In [None]:
import torch
import torch.nn as nn
import torch.optim as optim
import random
import pandas as pd
import kagglehub

In [None]:
import kagglehub

# Download latest version
path = kagglehub.dataset_download("devicharith/language-translation-englishfrench")

print("Path to dataset files:", path)

Using Colab cache for faster access to the 'language-translation-englishfrench' dataset.
Path to dataset files: /kaggle/input/language-translation-englishfrench


In [None]:
file_path = os.path.join(path, "eng_-french.csv")

with open(file_path, "r", encoding="utf-8") as f:
    pairs = f.readlines()

In [None]:
# synthetic dataset
pairs = [
    ("input1", "translated_output1"),
    ("input2", "translated_output2"),
    ("input3", "translated_output3"),
    ("input4", "translated_output4"),
    ("input5", "translated_output5"),
    ("input6", "translated_output6"),
]

In [None]:
PAD = "<pad>"
SOS = "<sos>"
EOS = "<eos>"

def tokenize(s):
    return s.lower().split()

class Vocab:
    def __init__(self):
        self.stoi = {PAD:0, SOS:1, EOS:2}
        self.itos = {0:PAD, 1:SOS, 2:EOS}

    def build(self, sentences):
        idx = 3
        for s in sentences:
            for tok in tokenize(s):
                if tok not in self.stoi:
                    self.stoi[tok] = idx
                    self.itos[idx] = tok
                    idx += 1

    def encode(self, s):
        return [self.stoi[t] for t in tokenize(s)]

In [None]:
src_vocab = Vocab()
tgt_vocab = Vocab()

src_vocab.build([p[0] for p in pairs])
tgt_vocab.build([p[1] for p in pairs])

def make_tensors(pairs):
    data = []
    for src, tgt in pairs:
        src_ids = src_vocab.encode(src)
        tgt_ids = [tgt_vocab.stoi[SOS]] + tgt_vocab.encode(tgt) + [tgt_vocab.stoi[EOS]]
        data.append((src_ids, tgt_ids))

__Information provided__:
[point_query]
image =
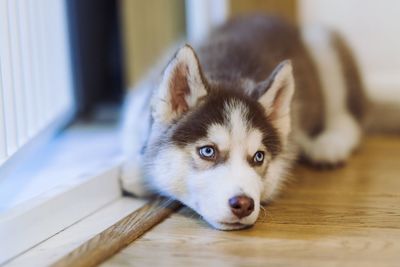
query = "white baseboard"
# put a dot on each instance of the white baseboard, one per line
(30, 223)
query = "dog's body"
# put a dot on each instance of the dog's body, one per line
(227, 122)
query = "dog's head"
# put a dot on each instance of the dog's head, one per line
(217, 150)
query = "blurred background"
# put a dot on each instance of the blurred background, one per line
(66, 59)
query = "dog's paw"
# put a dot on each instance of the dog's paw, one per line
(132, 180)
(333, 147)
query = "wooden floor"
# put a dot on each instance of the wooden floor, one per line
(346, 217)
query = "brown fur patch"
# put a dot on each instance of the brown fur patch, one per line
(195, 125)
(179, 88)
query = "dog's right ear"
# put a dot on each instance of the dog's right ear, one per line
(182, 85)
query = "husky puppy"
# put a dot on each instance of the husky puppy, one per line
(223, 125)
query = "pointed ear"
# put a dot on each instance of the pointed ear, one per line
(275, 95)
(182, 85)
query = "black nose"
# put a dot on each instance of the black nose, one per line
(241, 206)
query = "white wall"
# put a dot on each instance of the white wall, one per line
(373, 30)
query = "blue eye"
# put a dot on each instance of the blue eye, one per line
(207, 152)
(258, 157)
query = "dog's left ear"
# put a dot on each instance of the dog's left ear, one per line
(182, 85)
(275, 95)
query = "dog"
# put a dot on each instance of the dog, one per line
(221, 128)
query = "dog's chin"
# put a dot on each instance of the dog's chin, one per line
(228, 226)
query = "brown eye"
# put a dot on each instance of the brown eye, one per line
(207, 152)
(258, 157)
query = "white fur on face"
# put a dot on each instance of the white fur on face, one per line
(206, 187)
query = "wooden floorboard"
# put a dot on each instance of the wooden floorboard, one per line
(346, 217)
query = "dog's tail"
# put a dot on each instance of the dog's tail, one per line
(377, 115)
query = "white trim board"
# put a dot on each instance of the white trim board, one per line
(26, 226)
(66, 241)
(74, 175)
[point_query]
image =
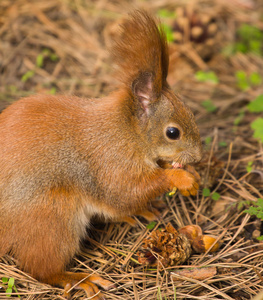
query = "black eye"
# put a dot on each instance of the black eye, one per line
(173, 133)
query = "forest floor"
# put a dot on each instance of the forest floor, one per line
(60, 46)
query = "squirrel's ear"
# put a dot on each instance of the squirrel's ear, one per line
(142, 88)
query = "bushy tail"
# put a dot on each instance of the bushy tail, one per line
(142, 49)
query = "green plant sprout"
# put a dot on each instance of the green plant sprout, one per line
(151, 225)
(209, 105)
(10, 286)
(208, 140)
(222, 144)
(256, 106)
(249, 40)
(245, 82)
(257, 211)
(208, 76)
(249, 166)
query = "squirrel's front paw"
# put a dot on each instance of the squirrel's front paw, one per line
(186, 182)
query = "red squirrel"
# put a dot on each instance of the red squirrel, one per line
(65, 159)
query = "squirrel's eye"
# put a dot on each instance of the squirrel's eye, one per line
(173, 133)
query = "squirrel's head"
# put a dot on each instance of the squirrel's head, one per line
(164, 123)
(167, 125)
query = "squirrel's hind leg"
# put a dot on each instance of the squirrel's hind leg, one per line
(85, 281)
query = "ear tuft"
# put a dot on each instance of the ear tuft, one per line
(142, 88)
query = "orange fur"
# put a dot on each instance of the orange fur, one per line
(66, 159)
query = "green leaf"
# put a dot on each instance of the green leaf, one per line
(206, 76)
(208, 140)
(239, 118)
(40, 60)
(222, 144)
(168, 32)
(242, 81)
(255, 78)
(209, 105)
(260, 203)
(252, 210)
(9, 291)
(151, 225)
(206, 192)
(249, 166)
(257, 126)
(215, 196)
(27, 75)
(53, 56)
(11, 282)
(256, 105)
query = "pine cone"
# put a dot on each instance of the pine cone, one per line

__Exercise__: From the translation notebook, copy the passage starting at "src_vocab.build([p[0] for p" and ending at "src_ids = src_vocab.encode(src)" with no changes.

__Output of the task__:
src_vocab.build([p[0] for p in pairs])
tgt_vocab.build([p[1] for p in pairs])

def make_tensors(pairs):
    data = []
    for src, tgt in pairs:
        src_ids = src_vocab.encode(src)